Excerpted text ::
§

In a complete shift, President Raisi has now accused the West of causing the sandstorms currently plaguing the Middle East, although for years Iran has chiefly singled out Turkiye for its dam building program and other countries like Iraq, Syria and Saudi Arabia for not taking action to stop desertification.

Raisi was addressing a regional summit in Tehran that brought together environment chiefs from 11 countries, including Iraq, Syria and Turkiye. The conference is focused on organizing solutions for regional environmental crises, particularly severe sandstorms.

Raisi said, “The excessive greed of the hegemonic system” as well as a policy of “keeping the governments and nations of the region deprived of science and technology … have led to the emergence of irreparable environmental crises.”

He criticized Western states for having compromised the environment in countries they have exploited for the purpose of their own economic development, asserting that those powers are “the ones who should take more responsibility.”

He said nothing about the sands whipped into the atmosphere from Iran itself.  It has long been state policy to ignore the part of the problem originating in Iran and just blame foreigners.  However, where a few years ago, the regime chiefly blamed Saudi Arabia, since Raisi became president, it has stopped citing Saudi Arabia, perhaps because it seeks to improve relations with the Saudis.

Once limited to Iran’s western areas, sandstorms have in the past two years spread to the country’s central regions, including Tehran, and even Mashhad in the far northeast.

§

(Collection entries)
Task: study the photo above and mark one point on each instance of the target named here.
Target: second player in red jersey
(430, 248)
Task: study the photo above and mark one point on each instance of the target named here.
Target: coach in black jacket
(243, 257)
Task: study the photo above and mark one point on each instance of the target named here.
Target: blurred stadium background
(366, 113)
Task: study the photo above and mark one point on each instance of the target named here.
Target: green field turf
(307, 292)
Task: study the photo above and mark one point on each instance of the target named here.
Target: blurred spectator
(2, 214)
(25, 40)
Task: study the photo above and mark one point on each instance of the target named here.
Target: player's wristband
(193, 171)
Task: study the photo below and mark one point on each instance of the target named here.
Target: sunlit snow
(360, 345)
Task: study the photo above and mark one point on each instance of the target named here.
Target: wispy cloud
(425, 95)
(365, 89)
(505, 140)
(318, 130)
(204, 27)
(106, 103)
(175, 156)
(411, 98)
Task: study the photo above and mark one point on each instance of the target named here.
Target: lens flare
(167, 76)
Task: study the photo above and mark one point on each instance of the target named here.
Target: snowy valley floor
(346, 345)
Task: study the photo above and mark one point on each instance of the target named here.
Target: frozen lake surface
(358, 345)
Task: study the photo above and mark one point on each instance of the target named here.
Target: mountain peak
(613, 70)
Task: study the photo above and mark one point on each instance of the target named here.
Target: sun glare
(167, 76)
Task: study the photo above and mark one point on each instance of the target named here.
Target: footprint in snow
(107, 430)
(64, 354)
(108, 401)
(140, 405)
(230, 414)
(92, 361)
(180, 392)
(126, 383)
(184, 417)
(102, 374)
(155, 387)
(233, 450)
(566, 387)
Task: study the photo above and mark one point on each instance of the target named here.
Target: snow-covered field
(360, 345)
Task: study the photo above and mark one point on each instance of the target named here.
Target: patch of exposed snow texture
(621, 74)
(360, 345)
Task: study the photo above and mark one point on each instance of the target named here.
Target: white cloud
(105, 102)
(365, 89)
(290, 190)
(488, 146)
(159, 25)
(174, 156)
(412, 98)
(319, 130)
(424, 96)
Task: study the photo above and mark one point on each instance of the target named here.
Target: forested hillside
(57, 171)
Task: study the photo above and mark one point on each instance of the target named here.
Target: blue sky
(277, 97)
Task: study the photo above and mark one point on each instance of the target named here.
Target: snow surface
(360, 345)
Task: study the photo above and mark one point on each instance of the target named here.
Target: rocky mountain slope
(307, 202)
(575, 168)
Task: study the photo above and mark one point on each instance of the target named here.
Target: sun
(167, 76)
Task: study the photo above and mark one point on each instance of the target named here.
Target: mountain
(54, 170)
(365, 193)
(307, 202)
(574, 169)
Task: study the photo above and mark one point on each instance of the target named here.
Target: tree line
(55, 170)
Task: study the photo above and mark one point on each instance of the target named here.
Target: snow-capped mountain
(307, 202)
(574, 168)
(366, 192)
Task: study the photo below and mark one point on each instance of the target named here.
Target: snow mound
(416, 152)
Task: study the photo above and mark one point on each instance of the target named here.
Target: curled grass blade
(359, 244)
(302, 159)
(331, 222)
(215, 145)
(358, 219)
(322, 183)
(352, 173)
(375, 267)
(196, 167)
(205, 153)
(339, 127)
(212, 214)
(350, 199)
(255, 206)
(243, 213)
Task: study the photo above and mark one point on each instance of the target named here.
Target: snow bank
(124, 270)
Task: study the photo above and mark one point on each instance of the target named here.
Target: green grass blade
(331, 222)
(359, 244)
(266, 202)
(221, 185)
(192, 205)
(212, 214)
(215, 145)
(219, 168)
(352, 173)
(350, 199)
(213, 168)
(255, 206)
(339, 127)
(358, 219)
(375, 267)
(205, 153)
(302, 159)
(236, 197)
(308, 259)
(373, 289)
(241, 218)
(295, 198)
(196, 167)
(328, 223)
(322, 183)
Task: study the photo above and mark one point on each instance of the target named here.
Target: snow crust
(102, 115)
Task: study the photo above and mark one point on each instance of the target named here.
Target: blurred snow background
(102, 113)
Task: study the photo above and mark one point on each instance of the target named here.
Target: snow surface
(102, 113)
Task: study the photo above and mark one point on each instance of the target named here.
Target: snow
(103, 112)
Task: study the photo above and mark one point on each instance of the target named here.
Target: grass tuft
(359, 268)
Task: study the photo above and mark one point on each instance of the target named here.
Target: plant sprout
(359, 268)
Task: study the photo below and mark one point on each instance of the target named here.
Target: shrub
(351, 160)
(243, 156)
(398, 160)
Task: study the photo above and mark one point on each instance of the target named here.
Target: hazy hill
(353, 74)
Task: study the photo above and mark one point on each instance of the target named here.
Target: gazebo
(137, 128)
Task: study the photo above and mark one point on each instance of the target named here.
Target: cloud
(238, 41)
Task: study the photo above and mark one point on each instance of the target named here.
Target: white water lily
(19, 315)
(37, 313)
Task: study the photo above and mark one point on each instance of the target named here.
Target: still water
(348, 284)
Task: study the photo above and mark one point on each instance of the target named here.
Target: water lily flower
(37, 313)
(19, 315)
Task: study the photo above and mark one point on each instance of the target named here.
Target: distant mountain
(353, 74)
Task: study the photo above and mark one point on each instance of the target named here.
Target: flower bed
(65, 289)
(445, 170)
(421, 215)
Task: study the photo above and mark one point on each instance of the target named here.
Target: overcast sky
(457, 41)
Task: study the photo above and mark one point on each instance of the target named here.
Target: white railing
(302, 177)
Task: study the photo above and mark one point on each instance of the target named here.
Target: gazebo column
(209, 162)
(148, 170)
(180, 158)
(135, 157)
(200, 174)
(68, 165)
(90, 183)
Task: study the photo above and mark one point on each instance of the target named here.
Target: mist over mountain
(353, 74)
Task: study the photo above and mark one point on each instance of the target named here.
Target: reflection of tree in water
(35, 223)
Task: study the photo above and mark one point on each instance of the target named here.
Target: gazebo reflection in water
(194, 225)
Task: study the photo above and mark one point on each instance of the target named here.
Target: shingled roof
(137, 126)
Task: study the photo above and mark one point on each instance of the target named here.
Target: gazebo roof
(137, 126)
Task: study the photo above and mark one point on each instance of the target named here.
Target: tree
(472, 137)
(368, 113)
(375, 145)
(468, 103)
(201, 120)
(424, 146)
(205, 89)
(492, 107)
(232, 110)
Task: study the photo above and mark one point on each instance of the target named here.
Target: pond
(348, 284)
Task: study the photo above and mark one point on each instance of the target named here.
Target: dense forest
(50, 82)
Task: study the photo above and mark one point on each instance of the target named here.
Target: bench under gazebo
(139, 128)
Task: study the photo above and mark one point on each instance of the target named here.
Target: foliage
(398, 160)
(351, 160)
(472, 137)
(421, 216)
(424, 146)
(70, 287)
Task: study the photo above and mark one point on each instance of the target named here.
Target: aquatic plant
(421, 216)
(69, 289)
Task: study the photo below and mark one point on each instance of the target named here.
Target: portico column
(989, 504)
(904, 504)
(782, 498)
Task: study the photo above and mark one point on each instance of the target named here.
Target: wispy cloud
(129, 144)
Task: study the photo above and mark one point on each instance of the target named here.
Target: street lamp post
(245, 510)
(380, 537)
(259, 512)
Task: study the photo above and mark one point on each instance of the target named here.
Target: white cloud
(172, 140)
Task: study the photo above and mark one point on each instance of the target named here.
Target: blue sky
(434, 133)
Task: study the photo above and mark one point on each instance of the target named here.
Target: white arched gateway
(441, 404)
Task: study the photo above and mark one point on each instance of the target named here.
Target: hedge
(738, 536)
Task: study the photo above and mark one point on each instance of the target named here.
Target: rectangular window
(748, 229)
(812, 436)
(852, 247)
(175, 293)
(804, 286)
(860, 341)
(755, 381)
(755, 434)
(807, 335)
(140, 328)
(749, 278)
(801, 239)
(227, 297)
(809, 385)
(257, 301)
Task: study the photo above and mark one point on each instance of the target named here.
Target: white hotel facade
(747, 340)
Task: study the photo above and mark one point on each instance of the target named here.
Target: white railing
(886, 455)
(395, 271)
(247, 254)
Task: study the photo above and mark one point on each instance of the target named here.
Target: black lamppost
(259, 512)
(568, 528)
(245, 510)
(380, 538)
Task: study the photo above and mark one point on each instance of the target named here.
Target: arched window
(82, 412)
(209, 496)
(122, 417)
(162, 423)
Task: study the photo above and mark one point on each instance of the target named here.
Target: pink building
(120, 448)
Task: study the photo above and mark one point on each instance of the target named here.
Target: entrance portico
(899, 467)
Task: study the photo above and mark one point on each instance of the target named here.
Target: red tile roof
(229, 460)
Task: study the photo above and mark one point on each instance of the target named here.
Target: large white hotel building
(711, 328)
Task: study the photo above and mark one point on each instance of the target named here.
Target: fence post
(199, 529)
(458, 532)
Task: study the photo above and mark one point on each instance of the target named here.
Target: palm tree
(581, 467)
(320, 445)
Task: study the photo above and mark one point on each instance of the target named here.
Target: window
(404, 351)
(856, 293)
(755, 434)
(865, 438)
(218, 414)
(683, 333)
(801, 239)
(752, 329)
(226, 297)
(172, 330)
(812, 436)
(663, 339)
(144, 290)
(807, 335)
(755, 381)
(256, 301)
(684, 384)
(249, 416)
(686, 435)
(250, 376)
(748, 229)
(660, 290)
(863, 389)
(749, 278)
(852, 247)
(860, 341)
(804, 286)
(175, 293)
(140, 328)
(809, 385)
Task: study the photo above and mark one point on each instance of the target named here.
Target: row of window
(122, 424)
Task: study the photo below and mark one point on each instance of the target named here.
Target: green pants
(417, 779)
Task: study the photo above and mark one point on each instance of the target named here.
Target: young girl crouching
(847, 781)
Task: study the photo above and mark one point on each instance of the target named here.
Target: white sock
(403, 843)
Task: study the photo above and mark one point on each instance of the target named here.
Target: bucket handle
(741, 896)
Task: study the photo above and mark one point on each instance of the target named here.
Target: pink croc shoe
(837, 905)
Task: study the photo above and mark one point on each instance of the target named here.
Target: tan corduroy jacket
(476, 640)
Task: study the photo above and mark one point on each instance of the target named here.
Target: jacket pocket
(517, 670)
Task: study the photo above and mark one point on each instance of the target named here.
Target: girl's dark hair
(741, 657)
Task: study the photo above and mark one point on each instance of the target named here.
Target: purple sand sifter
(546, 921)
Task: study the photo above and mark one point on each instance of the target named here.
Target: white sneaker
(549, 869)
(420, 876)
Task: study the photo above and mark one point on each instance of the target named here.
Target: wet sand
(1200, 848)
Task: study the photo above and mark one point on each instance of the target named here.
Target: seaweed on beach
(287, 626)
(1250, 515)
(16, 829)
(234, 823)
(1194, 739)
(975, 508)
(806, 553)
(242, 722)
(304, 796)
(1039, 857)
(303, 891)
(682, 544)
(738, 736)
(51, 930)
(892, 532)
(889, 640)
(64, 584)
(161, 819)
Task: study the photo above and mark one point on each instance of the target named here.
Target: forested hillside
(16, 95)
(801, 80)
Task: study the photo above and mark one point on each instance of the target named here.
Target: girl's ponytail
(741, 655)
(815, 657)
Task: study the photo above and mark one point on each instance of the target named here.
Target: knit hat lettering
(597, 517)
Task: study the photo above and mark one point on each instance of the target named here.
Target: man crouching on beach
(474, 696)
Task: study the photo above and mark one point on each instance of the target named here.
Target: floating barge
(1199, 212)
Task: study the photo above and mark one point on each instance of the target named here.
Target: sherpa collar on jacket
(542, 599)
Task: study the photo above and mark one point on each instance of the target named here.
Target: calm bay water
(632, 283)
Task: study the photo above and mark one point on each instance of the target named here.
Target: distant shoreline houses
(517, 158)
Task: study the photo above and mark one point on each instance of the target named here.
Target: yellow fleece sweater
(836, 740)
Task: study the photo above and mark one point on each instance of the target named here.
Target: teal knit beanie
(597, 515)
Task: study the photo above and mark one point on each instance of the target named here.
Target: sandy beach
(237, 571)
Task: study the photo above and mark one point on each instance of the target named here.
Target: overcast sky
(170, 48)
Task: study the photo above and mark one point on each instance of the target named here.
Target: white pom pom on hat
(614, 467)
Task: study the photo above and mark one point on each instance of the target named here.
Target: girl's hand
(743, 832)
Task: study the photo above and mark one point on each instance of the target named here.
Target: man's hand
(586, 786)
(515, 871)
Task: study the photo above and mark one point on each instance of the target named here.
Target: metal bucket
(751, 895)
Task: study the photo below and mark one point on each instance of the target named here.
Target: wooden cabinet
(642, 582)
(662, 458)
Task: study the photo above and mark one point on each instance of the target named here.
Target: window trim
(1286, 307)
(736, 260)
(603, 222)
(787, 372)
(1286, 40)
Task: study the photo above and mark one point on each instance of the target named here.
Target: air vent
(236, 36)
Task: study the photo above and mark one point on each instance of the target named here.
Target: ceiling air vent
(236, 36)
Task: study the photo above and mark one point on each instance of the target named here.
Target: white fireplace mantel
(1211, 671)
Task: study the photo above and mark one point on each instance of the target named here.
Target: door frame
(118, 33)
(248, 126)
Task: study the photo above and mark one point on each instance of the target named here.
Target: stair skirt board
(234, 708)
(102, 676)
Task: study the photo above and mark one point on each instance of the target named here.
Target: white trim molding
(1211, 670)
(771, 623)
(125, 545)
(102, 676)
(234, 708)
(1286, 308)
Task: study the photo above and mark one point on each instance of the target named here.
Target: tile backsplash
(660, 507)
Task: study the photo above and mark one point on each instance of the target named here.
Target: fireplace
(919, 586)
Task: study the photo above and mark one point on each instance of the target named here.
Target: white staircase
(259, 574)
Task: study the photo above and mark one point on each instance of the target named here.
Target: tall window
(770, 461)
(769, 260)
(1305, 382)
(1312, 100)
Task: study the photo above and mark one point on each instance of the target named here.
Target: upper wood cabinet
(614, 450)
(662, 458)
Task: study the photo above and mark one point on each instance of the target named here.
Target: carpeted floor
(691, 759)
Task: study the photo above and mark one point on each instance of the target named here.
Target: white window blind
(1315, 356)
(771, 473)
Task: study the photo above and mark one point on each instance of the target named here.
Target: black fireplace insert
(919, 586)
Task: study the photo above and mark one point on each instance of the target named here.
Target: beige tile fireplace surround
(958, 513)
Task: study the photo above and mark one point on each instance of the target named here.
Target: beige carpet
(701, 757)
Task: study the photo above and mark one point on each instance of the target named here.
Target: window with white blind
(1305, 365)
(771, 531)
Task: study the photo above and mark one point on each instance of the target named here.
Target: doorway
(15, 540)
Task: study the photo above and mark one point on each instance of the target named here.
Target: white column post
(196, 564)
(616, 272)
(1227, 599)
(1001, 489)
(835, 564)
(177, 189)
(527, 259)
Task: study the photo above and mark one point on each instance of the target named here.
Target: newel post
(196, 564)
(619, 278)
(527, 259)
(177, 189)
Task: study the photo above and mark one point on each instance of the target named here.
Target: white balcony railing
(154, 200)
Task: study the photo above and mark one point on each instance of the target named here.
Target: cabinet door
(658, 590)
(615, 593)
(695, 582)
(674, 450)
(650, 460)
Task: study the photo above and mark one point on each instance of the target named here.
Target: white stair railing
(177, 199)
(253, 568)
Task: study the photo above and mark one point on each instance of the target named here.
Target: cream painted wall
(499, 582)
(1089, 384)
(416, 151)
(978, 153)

§

Objective :: Proceed with the excerpt on President Raisi blaming the West for sandstorms, picking up right after its final sentence. The collection entries have no connection to the text on Iran's sandstorm dispute.

Result for this exercise ::
Raisi told the Tehran conference that his country welcomes “cooperation and convergence” on solutions to shared environmental problems and proposed a joint regional fund to address them.

So far this year, two huge sandstorms have struck much of the country, including Tehran, with many other storms hitting regionally.  In the most recent one, summer schools and government offices were closed in Tehran July 4.  That morning, the air quality index hit 465 on a scale of 500, where 500 indicates the maximum possible pollution.  An index of 465 indicates the air is unsafe for everyone, even the healthiest.  In a departure from the past, Tehran’s Meteorological Organization announced that the source of the sand and dust that descended on the capital July 5 was the deserts of Qazvin and Alborz provinces, not foreign deserts.

Iran is by no means the sole country battered by sandstorms.  Iraq appears to be the country suffering the worst with 10 major sandstorms—some lasting up to a week—hitting the country in May and June.